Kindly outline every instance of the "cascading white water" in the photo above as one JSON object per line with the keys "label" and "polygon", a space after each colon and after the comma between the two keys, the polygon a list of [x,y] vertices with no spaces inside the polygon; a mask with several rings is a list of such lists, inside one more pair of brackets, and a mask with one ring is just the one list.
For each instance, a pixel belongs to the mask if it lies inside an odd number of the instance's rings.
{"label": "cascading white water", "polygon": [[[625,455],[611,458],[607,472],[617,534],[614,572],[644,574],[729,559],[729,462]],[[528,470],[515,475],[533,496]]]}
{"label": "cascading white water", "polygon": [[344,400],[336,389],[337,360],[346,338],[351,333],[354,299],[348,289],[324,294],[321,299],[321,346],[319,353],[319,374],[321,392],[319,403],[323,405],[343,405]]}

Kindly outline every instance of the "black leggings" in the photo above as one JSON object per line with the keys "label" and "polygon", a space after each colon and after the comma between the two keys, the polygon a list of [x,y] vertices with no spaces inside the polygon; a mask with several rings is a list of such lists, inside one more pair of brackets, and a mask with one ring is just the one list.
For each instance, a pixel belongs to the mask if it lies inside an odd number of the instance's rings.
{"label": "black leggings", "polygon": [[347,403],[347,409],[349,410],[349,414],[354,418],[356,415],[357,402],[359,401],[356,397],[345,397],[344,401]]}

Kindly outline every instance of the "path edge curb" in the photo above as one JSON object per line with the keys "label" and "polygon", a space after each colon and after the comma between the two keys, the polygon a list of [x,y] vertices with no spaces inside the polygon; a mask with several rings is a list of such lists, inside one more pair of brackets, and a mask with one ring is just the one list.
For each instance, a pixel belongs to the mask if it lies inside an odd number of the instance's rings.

• • •

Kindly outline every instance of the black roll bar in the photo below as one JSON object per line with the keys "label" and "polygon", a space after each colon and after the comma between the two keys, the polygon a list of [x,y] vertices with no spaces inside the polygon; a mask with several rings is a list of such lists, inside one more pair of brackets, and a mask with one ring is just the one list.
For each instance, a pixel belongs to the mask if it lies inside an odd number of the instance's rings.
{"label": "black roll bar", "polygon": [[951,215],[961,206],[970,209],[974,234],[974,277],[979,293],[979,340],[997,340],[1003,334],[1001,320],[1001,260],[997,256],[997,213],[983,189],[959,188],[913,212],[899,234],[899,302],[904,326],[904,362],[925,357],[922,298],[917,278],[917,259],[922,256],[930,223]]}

• • •

How many lines in the items above contain the string "vertices" with case taken into account? Reply with the number alone.

▶ [Worked answer]: 4